* **TASK INPUT**:
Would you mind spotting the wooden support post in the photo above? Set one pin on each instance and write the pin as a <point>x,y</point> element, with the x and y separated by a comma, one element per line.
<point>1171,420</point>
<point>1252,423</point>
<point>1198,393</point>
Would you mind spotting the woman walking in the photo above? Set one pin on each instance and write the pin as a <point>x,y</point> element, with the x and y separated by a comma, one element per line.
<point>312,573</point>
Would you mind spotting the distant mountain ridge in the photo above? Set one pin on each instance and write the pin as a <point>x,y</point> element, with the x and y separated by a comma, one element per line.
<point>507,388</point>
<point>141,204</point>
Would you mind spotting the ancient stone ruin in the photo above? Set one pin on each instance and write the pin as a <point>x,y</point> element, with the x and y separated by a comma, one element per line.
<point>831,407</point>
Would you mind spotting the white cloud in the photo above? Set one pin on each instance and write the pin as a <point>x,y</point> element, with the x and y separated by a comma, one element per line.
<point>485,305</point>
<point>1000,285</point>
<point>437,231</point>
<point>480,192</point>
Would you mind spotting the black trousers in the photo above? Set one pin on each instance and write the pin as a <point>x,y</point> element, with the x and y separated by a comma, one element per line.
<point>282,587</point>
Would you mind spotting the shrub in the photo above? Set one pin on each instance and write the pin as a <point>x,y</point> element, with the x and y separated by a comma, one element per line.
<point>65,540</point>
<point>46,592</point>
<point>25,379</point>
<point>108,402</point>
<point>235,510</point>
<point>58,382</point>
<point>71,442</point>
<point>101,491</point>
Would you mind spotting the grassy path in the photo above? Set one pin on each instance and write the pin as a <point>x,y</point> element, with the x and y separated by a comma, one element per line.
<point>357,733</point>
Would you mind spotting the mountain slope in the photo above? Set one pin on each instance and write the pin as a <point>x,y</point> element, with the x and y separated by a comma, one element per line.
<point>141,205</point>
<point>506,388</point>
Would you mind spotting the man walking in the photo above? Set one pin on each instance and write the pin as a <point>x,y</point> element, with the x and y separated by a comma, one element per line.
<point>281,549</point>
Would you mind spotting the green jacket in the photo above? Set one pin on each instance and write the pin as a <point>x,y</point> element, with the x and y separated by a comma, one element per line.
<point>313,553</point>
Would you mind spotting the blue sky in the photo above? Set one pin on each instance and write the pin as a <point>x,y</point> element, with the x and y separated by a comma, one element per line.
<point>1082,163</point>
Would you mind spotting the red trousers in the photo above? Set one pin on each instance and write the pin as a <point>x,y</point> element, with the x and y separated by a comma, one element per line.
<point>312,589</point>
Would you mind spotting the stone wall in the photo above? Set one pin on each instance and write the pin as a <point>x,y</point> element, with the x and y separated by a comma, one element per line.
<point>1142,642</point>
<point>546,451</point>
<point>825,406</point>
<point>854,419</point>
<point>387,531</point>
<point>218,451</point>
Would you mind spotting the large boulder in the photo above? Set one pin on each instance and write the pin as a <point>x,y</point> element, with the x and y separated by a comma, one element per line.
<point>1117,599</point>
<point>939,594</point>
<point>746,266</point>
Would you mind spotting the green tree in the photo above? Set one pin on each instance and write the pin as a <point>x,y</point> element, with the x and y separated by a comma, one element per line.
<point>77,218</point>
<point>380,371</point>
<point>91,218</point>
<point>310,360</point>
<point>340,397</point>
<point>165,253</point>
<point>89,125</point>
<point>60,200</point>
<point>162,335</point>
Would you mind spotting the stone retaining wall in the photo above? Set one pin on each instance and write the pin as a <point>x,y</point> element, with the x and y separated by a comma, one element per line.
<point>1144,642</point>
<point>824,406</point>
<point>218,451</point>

* **EXERCISE**: Rewrite every line of the entries above as a Markdown table with two columns, Row and Line. Number the rows in order and leave out any blank lines.

* **COMPLETE OUTPUT**:
| Row | Line |
|---|---|
| 1 | Would you mind spotting the wooden support post in the photo above? Set one pin on each instance and write the pin as a <point>x,y</point> element, with the x and y separated by a comma, one element per line. |
| 2 | <point>1171,420</point> |
| 3 | <point>1252,423</point> |
| 4 | <point>1198,393</point> |
| 5 | Would you mind spotting the woman walking in the photo above? Set one pin on each instance and write the pin as a <point>x,y</point> element, with the x and y separated by a comma, one element per line. |
| 6 | <point>312,573</point> |
| 7 | Would you mind spotting the distant mountain ridge in the photo above? Set one pin on each instance and write the pin as a <point>x,y</point> element, with the x and y separated by a comma, one element per line. |
| 8 | <point>507,388</point> |
| 9 | <point>141,204</point> |
| 10 | Would you mind spotting the ancient stone ruin in the photo above? Set one pin on each instance and write the pin as a <point>x,y</point> element, with the x and y separated by a comma, one element per line. |
| 11 | <point>831,407</point> |
| 12 | Would you mind spotting the white cloud in the photo above? Set one pin on each instance and write the pin as a <point>x,y</point> element, with the x and y separated by a comma, one element per line. |
| 13 | <point>485,305</point> |
| 14 | <point>1000,285</point> |
| 15 | <point>437,231</point> |
| 16 | <point>480,192</point> |
| 17 | Would you mind spotting the black trousers in the photo above? Set one pin on each instance and write the pin as a <point>x,y</point> element, with the x and y separated by a comma, one element per line. |
| 18 | <point>282,587</point> |
| 19 | Would you mind spotting the shrub in the photo above? Set one pin on each instance and write the pin as a <point>x,y</point> element, with the x and y separated by a comma, one element per line. |
| 20 | <point>65,540</point> |
| 21 | <point>46,592</point> |
| 22 | <point>25,379</point> |
| 23 | <point>108,402</point> |
| 24 | <point>235,510</point> |
| 25 | <point>58,382</point> |
| 26 | <point>71,442</point> |
| 27 | <point>101,491</point> |
| 28 | Would you mind spotting the grassy path in the photo above? Set one pin on each instance and write the pin as a <point>x,y</point> element, with the x and y separated by a comma, one element per line. |
| 29 | <point>357,733</point> |
| 30 | Would you mind spotting the mountain slope in the photo above? Set one pin on each instance and write the pin as a <point>x,y</point> element, with the x and y separated by a comma, one element per line. |
| 31 | <point>141,205</point> |
| 32 | <point>506,388</point> |
| 33 | Would you mind spotting the man walking in the photo above? Set one pin on each instance and write the pin as a <point>x,y</point> element, with the x and y separated by a comma, one element per line. |
| 34 | <point>281,549</point> |
| 35 | Would you mind spotting the green jacket in the photo above? Set one pin on each instance and write the pin as a <point>x,y</point> element, with the x and y separated by a comma, one element per line. |
| 36 | <point>313,553</point> |
| 37 | Would you mind spotting the blue sky in the photo above? Set one pin on each instance and write the pin as a <point>x,y</point> element, with the x and y separated by a comma, one element per line. |
| 38 | <point>1082,163</point> |
| 39 | Would you mind spotting the red trousers in the photo above? Set one pin on each instance and write the pin as a <point>x,y</point> element, with the x and y separated by a comma, one element per line. |
| 40 | <point>312,589</point> |
| 41 | Would you mind spotting the stone wall in the photo above? Set one pin on each instance and write the pin as a <point>x,y</point> element, with the x and y separated by a comma, one element per line. |
| 42 | <point>1142,642</point> |
| 43 | <point>546,451</point> |
| 44 | <point>825,406</point> |
| 45 | <point>854,419</point> |
| 46 | <point>387,531</point> |
| 47 | <point>218,451</point> |
| 48 | Would you mind spotting the large boulder in the photo above? Set one pin on each instance and write the pin as a <point>x,y</point> element, with the x and y separated by a comma, one element per line. |
| 49 | <point>1117,599</point> |
| 50 | <point>939,594</point> |
| 51 | <point>746,266</point> |
| 52 | Would you mind spotting the green tree in the photo above? Set one pin on each instance and write the pin as a <point>x,y</point> element, with the x and y separated by a comma, one element per line. |
| 53 | <point>77,218</point> |
| 54 | <point>380,371</point> |
| 55 | <point>91,218</point> |
| 56 | <point>310,360</point> |
| 57 | <point>340,397</point> |
| 58 | <point>165,253</point> |
| 59 | <point>89,125</point> |
| 60 | <point>60,200</point> |
| 61 | <point>162,335</point> |
| 62 | Would you mind spotting the stone retaining wall in the photo above? Set one pin on each instance and write the pin as a <point>x,y</point> element, with the x and y separated by a comma, one element per line. |
| 63 | <point>1144,642</point> |
| 64 | <point>824,406</point> |
| 65 | <point>218,451</point> |